▶ _作業内容_:
スタートアップ転職についての文章から、「という問いに答えるのが本コラムの目的です。」から「チを防ぐ最初のステップです。」までを、両端の語句も含めて一字一句変えずに抜き出してください。

▶ _提示文章_:
>>>>>

スタートアップ転職活動の進め方 その2~初めてベンチャー・スタートアップへ転職する時、第一歩はどうするべきか?~

スタートアップ転職の第一歩は、自分に合う企業フェーズを探すこと

これまで大企業で働いてきて初めてスタートアップへ転職する際に、
“第一歩はどの成長フェーズの会社を選べばよいのか?”
という問いに答えるのが本コラムの目的です。

以前書いたコラム『スタートアップ転職活動進め方』に多くの反響をいただきました。そこでお伝えしたのは、「スタートアップ転職の際にまず『森(適切な成長フェーズ)』を探してから『木(個別企業)』を探そう」というメッセージでした。

その後、「スタートアップ選びの際に木(個別企業)から探すのではなく、森(企業の成長フェーズ)から探すことの重要性は分かったが、一歩目としてどの森を選ぶべきか悩んでる」という相談を多く頂きました。そこで、今回はそのコラムの続編として、“あなたに合った森(スタートアップフェーズ)の探し方”について述べたいと思います。

尚、本コラムでは以下のような方を想定しています。

スタートアップをひとまとめにせず、成長フェーズごとに分類する

『スタートアップ』と言っても社員数名の会社もあれば、1,000人超の自称ベンチャーもあります。これらを一括りにするのではなく、成長フェーズごとに分類して考えましょう。
前回コラムでもお話したように、スタートアップに深く関わるプロフェッショナルは、未上場企業をシード・アーリー、シリーズA(ミドル)、シリーズB以降(レーター)という呼称でセグメントしています。

なぜ成長フェーズ毎に分類するかといえば、フェーズによって仕事の進め方、求められる経験やスキルが大きく異なるからです。自身の経験・スキル・特性が合っている適切なフェーズを選ぶことがミスマッチを防ぐ最初のステップです。

スタートアップについて詳しくない転職エージェントに登録すると、相談する前から個別企業(多くの場合、メガベンチャー)を推奨してくることがあるようですが、このようなエージェントはスタートアップのフェーズすら理解していない可能性があるので要注意です。

あなたがキャリアで解決してきたことは何ですか?

ここで、あなたに質問です。
“これまでのキャリアで解決してきたことは何でしょうか?”

少し立ち止まって考えてみて下さい。
その答えは以下A、B、C、Dのどれに当てはまるでしょうか?

A: “経営のWHYを解決した経験”
B: “経営のWHATを解決してきた経験”
C: “事業のHOWを解決してきた経験”
D: “上記のどれにもあてはまらない。もしくは問いの意味がわからない”

回答から今のあなたに適したスタートアップの森(成長フェーズ)がおおよそ決まります。
Aと答えた人→シード・アーリーフェーズ、もしくは起業が向いている
Bと答えた人→ミドルフェーズ(シリーズA)が向いている
Cと答えた人→レーターフェーズ(シリーズB以降)が向いている
Dと答えた人→裁量を持って仕事をしたことがないか、問題意識が希薄かのどちらかです。現時点ではスタートアップに向いていない可能性が高いです。

参画できるスタートアップのフェーズは、あなたの経験・スキルで決まる

各成長フェーズで求められる人材等の特徴を下表にまとめました。

<<<<<

▶ _データ項目_:
>>>>>

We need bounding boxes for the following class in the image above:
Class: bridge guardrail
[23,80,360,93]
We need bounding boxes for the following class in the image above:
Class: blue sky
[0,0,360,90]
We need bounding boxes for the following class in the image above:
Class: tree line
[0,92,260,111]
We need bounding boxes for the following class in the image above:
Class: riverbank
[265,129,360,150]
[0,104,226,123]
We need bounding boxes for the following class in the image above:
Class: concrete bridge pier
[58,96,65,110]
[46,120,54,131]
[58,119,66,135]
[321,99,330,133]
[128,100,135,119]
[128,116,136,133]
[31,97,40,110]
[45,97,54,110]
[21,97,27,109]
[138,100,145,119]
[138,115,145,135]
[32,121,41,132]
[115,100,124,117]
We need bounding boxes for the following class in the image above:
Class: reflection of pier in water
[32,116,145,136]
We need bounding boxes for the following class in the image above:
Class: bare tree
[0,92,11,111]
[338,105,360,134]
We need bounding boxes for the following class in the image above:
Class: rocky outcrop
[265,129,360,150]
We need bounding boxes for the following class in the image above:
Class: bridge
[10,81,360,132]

<<<<<
>>>>>

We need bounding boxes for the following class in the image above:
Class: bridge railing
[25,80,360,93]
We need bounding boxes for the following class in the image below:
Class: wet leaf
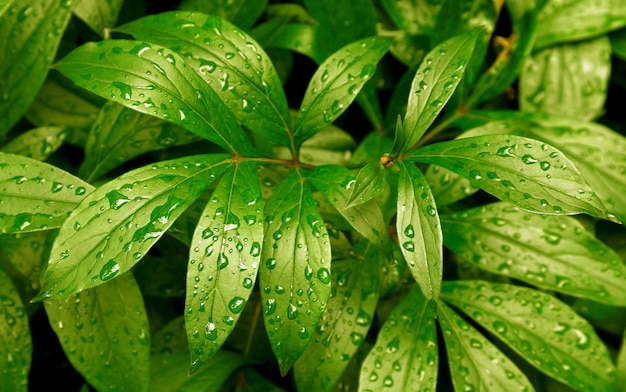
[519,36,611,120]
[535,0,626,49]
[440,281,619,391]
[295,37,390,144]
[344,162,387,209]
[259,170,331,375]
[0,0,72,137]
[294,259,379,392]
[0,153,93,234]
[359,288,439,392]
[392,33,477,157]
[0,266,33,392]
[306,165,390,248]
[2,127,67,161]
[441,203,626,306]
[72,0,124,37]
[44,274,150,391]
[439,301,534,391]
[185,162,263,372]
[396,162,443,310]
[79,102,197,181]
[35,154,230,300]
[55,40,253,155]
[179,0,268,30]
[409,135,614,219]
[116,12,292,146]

<<<<<
>>>>>

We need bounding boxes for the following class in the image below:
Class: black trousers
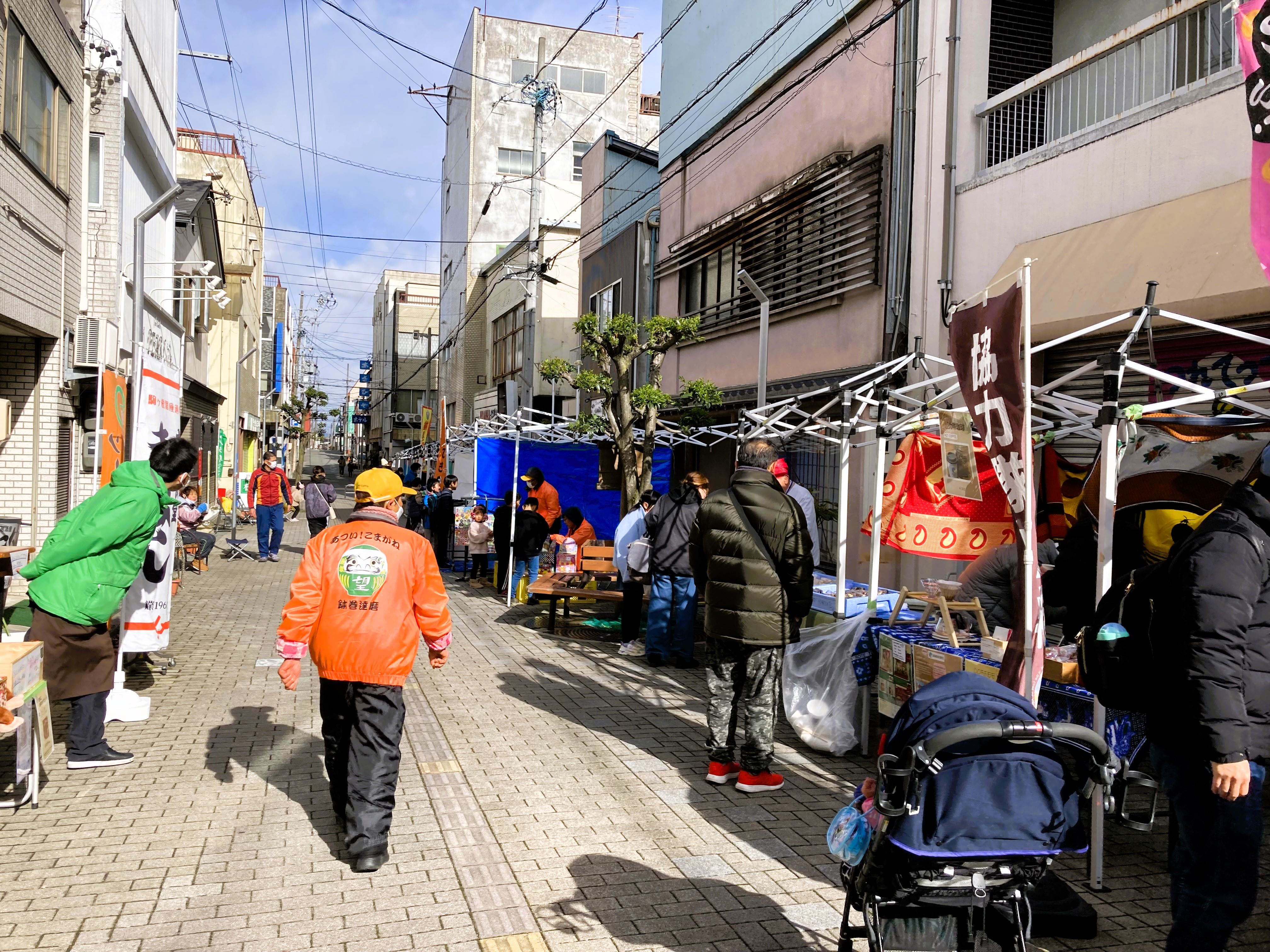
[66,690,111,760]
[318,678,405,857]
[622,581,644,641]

<<<<<

▶ _この作業の出力_:
という問いに答えるのが本コラムの目的です。

以前書いたコラム『スタートアップ転職活動進め方』に多くの反響をいただきました。そこでお伝えしたのは、「スタートアップ転職の際にまず『森(適切な成長フェーズ)』を探してから『木(個別企業)』を探そう」というメッセージでした。

その後、「スタートアップ選びの際に木(個別企業)から探すのではなく、森(企業の成長フェーズ)から探すことの重要性は分かったが、一歩目としてどの森を選ぶべきか悩んでる」という相談を多く頂きました。そこで、今回はそのコラムの続編として、“あなたに合った森(スタートアップフェーズ)の探し方”について述べたいと思います。

尚、本コラムでは以下のような方を想定しています。

スタートアップをひとまとめにせず、成長フェーズごとに分類する

『スタートアップ』と言っても社員数名の会社もあれば、1,000人超の自称ベンチャーもあります。これらを一括りにするのではなく、成長フェーズごとに分類して考えましょう。
前回コラムでもお話したように、スタートアップに深く関わるプロフェッショナルは、未上場企業をシード・アーリー、シリーズA(ミドル)、シリーズB以降(レーター)という呼称でセグメントしています。

なぜ成長フェーズ毎に分類するかといえば、フェーズによって仕事の進め方、求められる経験やスキルが大きく異なるからです。自身の経験・スキル・特性が合っている適切なフェーズを選ぶことがミスマッチを防ぐ最初のステップです。